GIVEN TEXT:
Waste Less. Live More....Enough Said!
Updated: Nov 9, 2022
Sustainable living, my journey started when all my family members began encountering some type of disease, all of which were a result of a poor lifestyle. It got me thinking, how are we contributing to the ill health of our families and our planet? In this fast-paced generation, where everything must be "instant" and convenience takes precedence over anything else, I took a pause to reflect on my choices and if I could be doing things differently.
LESSONS FROM SCHOOL CHILDREN THAT WE AS URBAN ADULTS SHOULD TAKE!
Five years ago, I was working with the Adivasi children from the Aarey city forest, “Sanjay Gandhi National Park (SGNP)” in Mumbai. As volunteers, we had the opportunity to take these urban adivasi children for a cross-cultural program at Secmol, a school about 20Km from Leh, run by Sonam Wangchuk (the man behind ice stupas). What we experienced there changed my outlook on life and our lifestyle! Not only did the experience enrich the students' lives, but it also gave me so many (lessons) to take back home.

DATA SECTION:
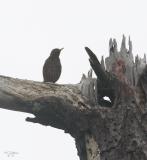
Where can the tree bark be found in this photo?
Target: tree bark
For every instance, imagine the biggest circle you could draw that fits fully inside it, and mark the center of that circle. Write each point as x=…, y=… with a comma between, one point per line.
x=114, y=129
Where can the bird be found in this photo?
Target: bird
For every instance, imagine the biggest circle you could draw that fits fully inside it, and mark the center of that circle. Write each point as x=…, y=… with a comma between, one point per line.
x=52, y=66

==

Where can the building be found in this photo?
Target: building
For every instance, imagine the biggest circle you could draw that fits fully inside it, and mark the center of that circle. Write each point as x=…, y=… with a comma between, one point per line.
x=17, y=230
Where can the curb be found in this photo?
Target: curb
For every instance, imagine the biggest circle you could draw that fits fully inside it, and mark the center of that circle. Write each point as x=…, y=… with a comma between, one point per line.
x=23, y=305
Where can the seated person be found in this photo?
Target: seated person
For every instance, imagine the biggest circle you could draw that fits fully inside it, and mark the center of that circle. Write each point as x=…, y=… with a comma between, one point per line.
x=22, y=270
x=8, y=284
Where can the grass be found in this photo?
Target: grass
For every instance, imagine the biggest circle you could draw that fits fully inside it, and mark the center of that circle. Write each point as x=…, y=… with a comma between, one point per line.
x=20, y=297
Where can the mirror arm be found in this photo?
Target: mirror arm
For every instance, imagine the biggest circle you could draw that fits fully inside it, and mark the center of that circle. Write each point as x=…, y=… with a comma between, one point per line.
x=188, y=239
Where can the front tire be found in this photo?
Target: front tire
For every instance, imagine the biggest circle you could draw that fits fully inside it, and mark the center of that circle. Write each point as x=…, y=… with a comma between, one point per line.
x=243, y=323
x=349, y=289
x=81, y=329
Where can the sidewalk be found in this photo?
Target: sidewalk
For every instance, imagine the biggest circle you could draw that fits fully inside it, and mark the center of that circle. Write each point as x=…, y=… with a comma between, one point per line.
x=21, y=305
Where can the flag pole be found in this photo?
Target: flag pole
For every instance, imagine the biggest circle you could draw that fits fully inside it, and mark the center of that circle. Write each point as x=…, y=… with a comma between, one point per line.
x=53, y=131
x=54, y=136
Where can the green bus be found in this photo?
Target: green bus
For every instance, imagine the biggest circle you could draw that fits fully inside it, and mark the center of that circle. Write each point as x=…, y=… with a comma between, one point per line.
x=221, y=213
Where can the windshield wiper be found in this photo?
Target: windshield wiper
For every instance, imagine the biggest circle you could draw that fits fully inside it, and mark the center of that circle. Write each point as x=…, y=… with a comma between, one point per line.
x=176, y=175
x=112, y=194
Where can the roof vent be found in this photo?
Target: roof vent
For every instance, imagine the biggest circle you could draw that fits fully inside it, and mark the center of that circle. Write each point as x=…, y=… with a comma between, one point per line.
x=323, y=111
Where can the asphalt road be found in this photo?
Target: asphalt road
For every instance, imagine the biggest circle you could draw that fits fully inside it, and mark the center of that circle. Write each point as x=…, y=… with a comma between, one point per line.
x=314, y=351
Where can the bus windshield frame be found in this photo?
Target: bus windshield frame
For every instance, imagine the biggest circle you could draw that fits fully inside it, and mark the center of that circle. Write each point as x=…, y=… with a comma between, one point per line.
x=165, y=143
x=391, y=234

* * *

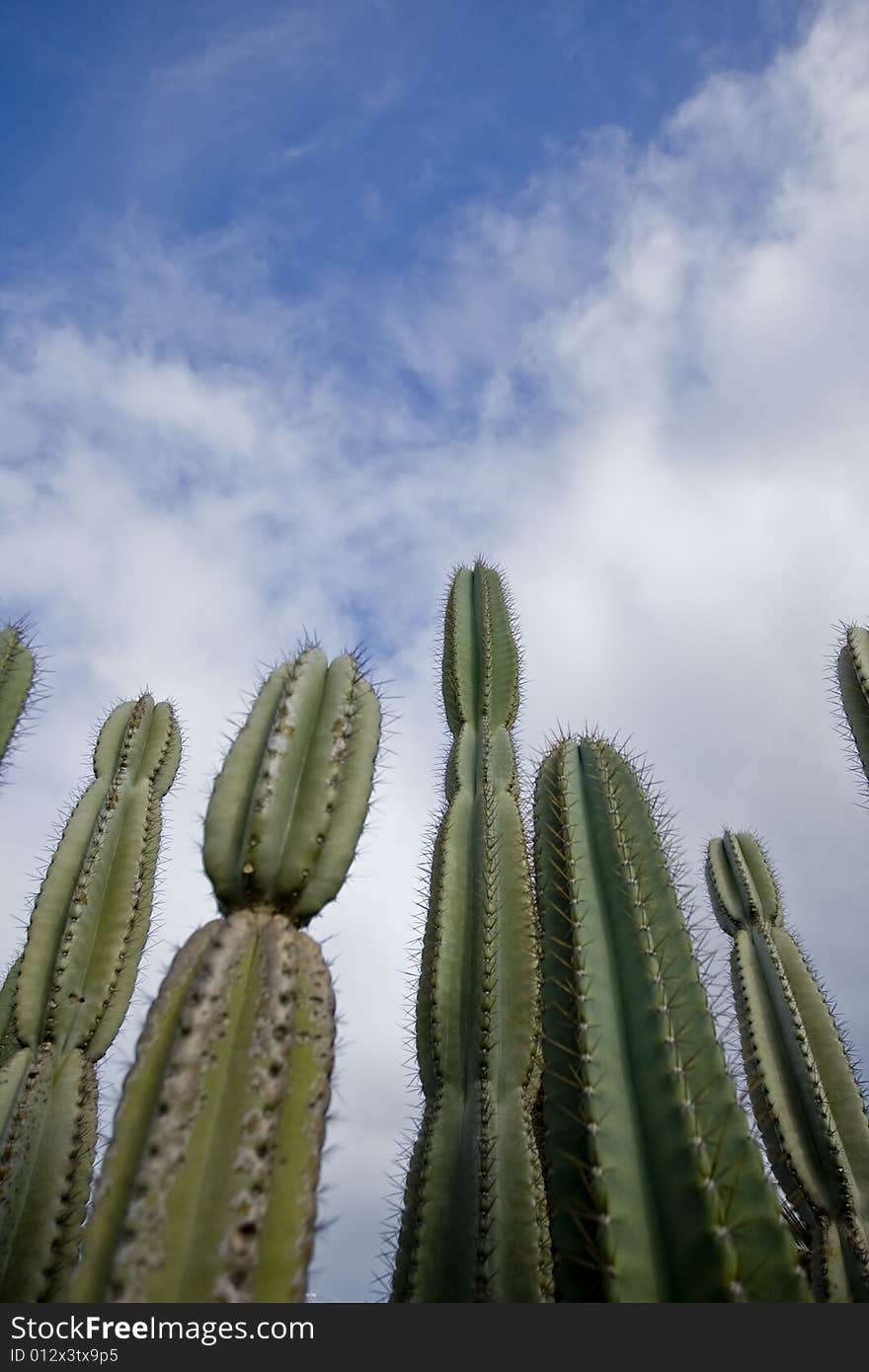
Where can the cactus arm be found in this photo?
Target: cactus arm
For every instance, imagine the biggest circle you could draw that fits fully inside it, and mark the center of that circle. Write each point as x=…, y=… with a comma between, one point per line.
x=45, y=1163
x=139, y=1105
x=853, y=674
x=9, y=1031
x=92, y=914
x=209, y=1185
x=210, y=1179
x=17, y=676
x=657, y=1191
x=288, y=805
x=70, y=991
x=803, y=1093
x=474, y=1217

WORK REQUIRED: Can you write what comes next in the sustainable living post, picking up right after its last sentence? The rows have no connection to the sustainable living post.

ANSWER BOX:
A few things that struck me and stayed with me from this excursion:
The interiors and architectural design of the school were such, that it was appropriate to nature, throughout the year, even without electricity. Yes, bio-phyllic design is a thing and can help transform societies and communities where they are adapted!
They grew most of their food on their own farms and cooked using solar cookers.
They had eight different categories for segregating their dry waste, and they also composted everything! Yes, that means they excreted in pit toilets, which turned waste into compost, which was then used to fertilise their crops!
As it is said, when good becomes clear, the bad becomes clearer, and that’s exactly what happened to me. After seeing these students of Secmol, I could see what a bad influence we had on the students of SGNP. I will never forget the sight of our collective "plastic waste" that we had brought with us on the trip and had to dump off at Ladakh airport as Secmol didn’t allow such waste inside. It was sad, shocking and eye-opening at the same time!
KNOWING AND GOING ZERO WASTE
Everyone talked about the 3 R’s; REDUCE, REUSE & RECYCLE, forgetting about another one: REFUSE.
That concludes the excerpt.